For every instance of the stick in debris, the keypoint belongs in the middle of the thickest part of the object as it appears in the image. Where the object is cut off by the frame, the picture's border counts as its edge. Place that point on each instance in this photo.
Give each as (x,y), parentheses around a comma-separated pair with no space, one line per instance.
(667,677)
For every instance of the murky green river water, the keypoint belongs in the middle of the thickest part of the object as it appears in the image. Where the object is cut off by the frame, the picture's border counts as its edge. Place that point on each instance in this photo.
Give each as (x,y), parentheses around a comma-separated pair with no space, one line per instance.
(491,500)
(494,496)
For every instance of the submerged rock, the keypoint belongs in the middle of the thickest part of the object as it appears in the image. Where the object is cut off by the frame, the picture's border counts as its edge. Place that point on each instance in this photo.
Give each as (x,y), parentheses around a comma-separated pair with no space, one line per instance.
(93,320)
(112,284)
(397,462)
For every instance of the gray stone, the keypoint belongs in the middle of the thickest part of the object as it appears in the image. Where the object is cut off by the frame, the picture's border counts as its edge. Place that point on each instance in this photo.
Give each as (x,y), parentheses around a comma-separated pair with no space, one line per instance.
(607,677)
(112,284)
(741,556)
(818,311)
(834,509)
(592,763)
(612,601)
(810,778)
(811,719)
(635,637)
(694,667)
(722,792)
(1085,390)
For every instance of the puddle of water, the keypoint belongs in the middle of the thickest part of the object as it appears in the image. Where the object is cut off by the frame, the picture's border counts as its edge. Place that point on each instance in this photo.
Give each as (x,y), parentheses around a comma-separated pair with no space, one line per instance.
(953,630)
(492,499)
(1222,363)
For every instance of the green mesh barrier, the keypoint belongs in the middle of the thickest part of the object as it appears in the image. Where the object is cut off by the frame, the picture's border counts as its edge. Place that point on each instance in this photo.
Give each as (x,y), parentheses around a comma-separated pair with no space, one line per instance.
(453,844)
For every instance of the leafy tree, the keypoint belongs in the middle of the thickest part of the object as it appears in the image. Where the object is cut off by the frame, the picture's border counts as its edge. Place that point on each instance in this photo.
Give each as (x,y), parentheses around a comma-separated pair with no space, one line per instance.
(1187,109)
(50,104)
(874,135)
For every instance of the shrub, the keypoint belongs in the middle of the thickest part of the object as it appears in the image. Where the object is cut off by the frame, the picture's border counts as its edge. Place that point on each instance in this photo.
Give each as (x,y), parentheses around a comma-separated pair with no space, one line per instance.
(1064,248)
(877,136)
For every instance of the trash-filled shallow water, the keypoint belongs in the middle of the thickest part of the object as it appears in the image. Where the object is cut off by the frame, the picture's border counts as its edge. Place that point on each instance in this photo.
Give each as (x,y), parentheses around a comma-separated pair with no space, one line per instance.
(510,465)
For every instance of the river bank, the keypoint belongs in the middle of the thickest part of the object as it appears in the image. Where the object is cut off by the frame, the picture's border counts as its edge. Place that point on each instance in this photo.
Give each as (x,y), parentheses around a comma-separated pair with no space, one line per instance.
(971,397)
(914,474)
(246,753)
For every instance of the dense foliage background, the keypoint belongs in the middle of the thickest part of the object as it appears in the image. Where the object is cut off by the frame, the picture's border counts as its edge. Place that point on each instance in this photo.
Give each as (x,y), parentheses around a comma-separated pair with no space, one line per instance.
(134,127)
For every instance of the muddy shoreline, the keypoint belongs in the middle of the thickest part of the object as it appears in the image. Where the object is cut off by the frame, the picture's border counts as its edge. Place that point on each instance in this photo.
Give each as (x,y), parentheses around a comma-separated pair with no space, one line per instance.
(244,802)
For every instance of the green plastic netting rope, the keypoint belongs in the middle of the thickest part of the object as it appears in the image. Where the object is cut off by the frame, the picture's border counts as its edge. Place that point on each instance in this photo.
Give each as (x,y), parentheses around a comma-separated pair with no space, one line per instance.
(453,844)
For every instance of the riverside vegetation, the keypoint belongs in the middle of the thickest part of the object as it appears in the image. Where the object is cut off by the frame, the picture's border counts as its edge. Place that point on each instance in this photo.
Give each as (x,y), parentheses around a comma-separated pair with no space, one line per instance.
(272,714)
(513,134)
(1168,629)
· · · · · · ·
Problem details | The lines to extract from the data above begin with the line containing "For every instance of the submerged" and end with the line containing "For every instance of the gray". Extract them exactly, including both.

Expected answer |
For every instance of the submerged rock, the keypoint belongs in the middle of the thickest part of the object as it appears in the image. Where the object is cut off by the frame, the picture's border counts as its edge. Place that point on each instance in this photo.
Give each as (x,y), parentheses around a comma-separated pair with no space, one line per instance.
(93,320)
(112,284)
(397,462)
For every instance of the gray stone, the keypoint belongs in the middle of the thickest part of the object as it appears in the image. Where the object is cut off by the frame, the picture's border counts as its edge. Place that point on each instance in this photo.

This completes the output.